Written tasks:
(1) In the Easter reflection, the writer says tiny things assert the power of certain things. List them all.
(2) According to the Easter reflection, what did the women bring to the tomb?
(3) Carry the Easter reflection forward from its last sentence, keeping the same voice.

Text passage:
I’ve been thinking a lot this Easter weekend about the women who went to the tomb after Jesus’ death to bring oil and spices to anoint his body, still worthy of care in its brokeness. In their dedication to affirm human dignity in the face of violence, to do the ordinary acts of tending and grieving that needed to be done, they became the first witnesses to the extraordinary power of love and life, the unstoppable force of resurrection.

Torture and death, the crucifixion of marginalized peoples and the destruction of ecosystems deemed by the empire to be a necessary evil for securing the prosperity of others, abounds in our world, touching all of us with its tendrils in interdependent ways. Like the women at the tomb, we need to keep showing up even when it feels like the ending is already written. Showing up together to care, and tend, and to say that all life is precious and worthy of dignity. Worthy of flourishing.
I’m tired and run-down fighting off this cold and keeping the despair at bay that creeps up with each news headline and social media sound bite about a future that looks farther away from mutual flourishing than ever. So I’m focusing on the tiny things this weekend, the dandelions springing up in pavement cracks. Tiny things that assert the power of life, care and flourishing. Tiny things that keep me going.
I voted. Together with neighourhood friends & kids, on a day off for all of us, we waited in line at the advance polls and joyfully voted in the Canadian federal election for a local candidate with a track record of standing up for vulnerable people in our community and around the world. And then we hung out at the playground and enjoyed being outside together in the mild spring weather.

Supplied data:
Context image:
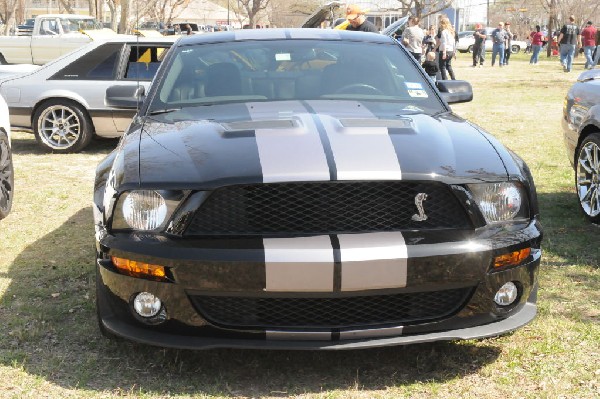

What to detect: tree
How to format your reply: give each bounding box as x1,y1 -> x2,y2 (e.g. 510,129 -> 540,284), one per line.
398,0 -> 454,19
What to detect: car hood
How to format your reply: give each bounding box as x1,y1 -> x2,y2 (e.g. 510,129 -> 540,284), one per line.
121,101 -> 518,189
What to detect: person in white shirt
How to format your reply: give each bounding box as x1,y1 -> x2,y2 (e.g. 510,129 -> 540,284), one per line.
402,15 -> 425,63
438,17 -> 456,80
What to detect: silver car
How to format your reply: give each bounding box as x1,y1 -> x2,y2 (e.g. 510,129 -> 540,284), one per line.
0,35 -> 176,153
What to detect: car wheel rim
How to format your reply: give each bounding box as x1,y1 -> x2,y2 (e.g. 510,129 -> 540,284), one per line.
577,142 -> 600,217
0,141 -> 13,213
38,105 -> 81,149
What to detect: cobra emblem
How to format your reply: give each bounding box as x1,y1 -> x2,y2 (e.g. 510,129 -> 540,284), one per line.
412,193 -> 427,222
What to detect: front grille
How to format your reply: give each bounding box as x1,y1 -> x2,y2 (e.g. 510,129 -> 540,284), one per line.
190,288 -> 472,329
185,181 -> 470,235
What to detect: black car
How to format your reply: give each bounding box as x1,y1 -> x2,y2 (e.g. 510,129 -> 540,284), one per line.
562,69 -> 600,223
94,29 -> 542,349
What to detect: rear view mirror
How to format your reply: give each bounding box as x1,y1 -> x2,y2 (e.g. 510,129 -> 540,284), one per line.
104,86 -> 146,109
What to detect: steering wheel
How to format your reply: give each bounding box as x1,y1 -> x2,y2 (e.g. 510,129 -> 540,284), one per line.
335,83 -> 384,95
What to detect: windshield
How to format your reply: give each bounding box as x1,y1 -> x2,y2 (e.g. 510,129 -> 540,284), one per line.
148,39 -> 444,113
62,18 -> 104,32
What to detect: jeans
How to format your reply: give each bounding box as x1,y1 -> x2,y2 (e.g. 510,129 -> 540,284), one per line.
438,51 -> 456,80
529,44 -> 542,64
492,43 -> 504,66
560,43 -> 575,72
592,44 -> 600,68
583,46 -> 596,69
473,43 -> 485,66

Outputs for the tasks:
(1) life, care, flourishing

(2) Oil and spices to anoint Jesus' body.

(3)
I’ve taken up embroidery again, something I learned as a child that I haven’t practiced in a decade or two, to try my hand at visible mending. Mostly kids’ pants with holes in the knee. I patch them up with colourful designs and loopy flowers. Feels like joyfully, artfully, embracing slow fashion and simple living. It also feels like resistance to disposable consumer culture, and like embracing knowledge passed down through generations - I’m learning from the tradition of my elders who kept scraps of fabric from old clothes and turned them into quilts, into works of art to meet the needs of daily living. I’m not piecing quilts out of worn shirts and outgrown dresses yet, but maybe I could. Maybe I will.
Last year I transplanted perennial pollinator flowers from my aunt’s garden into my garden. I can’t remember what all I planted, but scarlet bee balm, I think, and something with pale green discs of leaves that are already plumping up and filling out in the balmy early spring. I will be surprised and delighted to see what emerges and blooms.
Tiny spring ephemeral flowers are blooming in the forest right now. Blootroot, bluebells and snow-drops. The spotted leaves are up for the trout lilies but no delicate yellow flowers yet. It’s a yearly joy for me to see these early beauties who are so essential to pollinators and the whole forest ecosystem.
What is giving you life these days? Where are you seeing flowers growing in the cracks of pavement, and communities of care overflowing? What are the tiny things that keep you going?